» **Requirement**: From the passage on the Acaú-Goiana Extractive Reserve, quote word for word the part starting at "Nature reserve in" and ending at "coastal marine biome.".

---------- Excerpted passage

Nature reserve in Brazil

The Acaú-Goiana Extractive Reserve (Reserva Extrativista Acaú-Goiana) is an extractive reserve in the states of Paraíba and Pernambuco, Brazil.

==Location==

The Acaú-Goiana Extractive Reserve covers 6676.69 ha.
It is in the municipalities of Caaporã (5.07%) and Pitimbu (1.16%) in Paraíba and Goiana (62.08%) in Pernambuco.
The reserve is in the coastal marine biome.
It includes the estuary of the Tracunhaém River.
Annual rainfall is 400 mm.
Temperatures range from 20 to 30 C with an average of 25 C.
Vegetation includes mangroves, restinga and a small strip of Atlantic Forest.

==Administration==

The Acaú-Goiana Extractive Reserve was created by federal decree on 26 September 2007, and is administered by the Chico Mendes Institute for Biodiversity Conservation.
It is classed as IUCN protected area category VI (protected area with sustainable use of natural resources).
The extractive reserve aims to protect the livelihoods and ensure use and conservation of natural resources traditionally used by the communities of Carne de Vaca, Povoação de São Lourenço, Tejucupapo, Baldo do Rio Goiana, Acaú, and other communities in the reserve.
On 10 November 2009 the Instituto Nacional de Colonização e Reforma Agrária (INCRA: National Institute for Colonization and Agrarian Reform) recognised the reserve as meeting the needs of 1,510 families.
A deliberative council was created on 24 October 2012.

--------------------
---------- Excerpted records

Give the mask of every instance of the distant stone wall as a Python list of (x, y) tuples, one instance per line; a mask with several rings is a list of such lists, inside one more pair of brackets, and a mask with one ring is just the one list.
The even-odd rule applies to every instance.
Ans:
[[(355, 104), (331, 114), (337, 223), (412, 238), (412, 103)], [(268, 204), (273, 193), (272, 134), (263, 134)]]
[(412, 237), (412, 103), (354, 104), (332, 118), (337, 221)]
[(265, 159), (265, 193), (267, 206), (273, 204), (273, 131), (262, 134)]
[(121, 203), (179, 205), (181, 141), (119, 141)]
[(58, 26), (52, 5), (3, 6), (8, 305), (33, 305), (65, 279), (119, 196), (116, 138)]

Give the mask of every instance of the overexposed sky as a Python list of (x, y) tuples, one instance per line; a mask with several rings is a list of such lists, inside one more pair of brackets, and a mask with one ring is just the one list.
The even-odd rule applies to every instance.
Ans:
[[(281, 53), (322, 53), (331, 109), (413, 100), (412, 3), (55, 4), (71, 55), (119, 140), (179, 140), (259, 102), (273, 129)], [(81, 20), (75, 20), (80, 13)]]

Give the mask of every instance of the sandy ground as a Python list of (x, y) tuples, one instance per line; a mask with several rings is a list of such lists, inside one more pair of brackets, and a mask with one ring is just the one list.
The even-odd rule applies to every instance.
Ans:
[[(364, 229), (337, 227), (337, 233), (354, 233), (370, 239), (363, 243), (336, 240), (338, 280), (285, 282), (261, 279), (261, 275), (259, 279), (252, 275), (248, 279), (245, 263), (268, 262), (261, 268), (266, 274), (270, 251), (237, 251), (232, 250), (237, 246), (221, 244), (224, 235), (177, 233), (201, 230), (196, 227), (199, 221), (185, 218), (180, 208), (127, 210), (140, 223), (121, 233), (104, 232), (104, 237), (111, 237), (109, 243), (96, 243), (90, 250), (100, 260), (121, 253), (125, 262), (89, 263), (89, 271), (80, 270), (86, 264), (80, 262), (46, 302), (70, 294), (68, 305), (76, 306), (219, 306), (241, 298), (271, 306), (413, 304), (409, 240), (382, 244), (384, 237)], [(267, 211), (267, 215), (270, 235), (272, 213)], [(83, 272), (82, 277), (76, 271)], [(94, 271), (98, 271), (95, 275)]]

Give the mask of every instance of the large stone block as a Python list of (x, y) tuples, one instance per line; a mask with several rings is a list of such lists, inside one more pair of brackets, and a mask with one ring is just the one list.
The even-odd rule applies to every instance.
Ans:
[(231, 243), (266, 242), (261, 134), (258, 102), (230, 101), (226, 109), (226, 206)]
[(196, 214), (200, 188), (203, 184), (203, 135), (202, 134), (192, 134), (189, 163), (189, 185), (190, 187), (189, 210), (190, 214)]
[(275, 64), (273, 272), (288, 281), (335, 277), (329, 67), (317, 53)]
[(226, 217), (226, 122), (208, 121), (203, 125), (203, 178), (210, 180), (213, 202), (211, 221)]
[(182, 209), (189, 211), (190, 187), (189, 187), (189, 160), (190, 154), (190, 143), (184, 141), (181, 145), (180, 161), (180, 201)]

--------------------

» **Final answer**:
Nature reserve in Brazil

The Acaú-Goiana Extractive Reserve (Reserva Extrativista Acaú-Goiana) is an extractive reserve in the states of Paraíba and Pernambuco, Brazil.

==Location==

The Acaú-Goiana Extractive Reserve covers 6676.69 ha.
It is in the municipalities of Caaporã (5.07%) and Pitimbu (1.16%) in Paraíba and Goiana (62.08%) in Pernambuco.
The reserve is in the coastal marine biome.